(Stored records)
=== Begin Enclosure ===
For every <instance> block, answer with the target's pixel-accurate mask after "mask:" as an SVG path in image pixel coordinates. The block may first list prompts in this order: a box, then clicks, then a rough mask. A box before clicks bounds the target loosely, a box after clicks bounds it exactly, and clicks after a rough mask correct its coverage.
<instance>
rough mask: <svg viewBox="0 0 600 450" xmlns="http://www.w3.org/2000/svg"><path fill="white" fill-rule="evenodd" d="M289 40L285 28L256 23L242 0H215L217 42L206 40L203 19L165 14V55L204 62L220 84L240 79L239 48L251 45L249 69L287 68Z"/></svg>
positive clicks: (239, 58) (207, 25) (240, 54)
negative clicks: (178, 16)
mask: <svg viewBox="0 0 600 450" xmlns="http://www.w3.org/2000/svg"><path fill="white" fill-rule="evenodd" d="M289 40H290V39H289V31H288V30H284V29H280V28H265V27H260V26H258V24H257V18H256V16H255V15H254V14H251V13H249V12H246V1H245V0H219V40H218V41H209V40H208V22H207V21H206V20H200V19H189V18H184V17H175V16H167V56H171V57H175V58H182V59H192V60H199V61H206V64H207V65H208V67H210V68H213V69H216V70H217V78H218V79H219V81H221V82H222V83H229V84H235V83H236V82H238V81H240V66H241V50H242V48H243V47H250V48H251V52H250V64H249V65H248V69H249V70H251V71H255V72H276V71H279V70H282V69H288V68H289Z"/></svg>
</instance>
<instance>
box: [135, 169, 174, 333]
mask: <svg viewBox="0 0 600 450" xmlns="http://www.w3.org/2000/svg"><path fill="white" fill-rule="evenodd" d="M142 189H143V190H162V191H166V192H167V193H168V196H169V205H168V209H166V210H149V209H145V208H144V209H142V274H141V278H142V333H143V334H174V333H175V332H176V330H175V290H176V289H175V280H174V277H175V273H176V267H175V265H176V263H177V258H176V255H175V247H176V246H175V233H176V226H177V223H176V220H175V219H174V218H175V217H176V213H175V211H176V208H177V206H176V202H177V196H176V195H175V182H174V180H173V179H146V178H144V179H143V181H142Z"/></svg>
=== End Enclosure ===
Arrange the rows from the start of the stored records up to and including the line containing "positive clicks: (239, 58)" as a Markdown table with the columns No. and Text, numbering each line and leaving out blank lines.

| No. | Text |
|---|---|
| 1 | For every <instance> block, answer with the target's pixel-accurate mask after "mask:" as an SVG path in image pixel coordinates. The block may first list prompts in this order: a box, then clicks, then a rough mask. A box before clicks bounds the target loosely, a box after clicks bounds it exactly, and clicks after a rough mask correct its coverage. |
| 2 | <instance> |
| 3 | rough mask: <svg viewBox="0 0 600 450" xmlns="http://www.w3.org/2000/svg"><path fill="white" fill-rule="evenodd" d="M289 40L285 28L256 23L242 0H215L217 42L206 40L203 19L165 14V55L204 62L220 84L240 79L239 48L251 45L249 69L287 68Z"/></svg> |
| 4 | positive clicks: (239, 58) (207, 25) (240, 54) |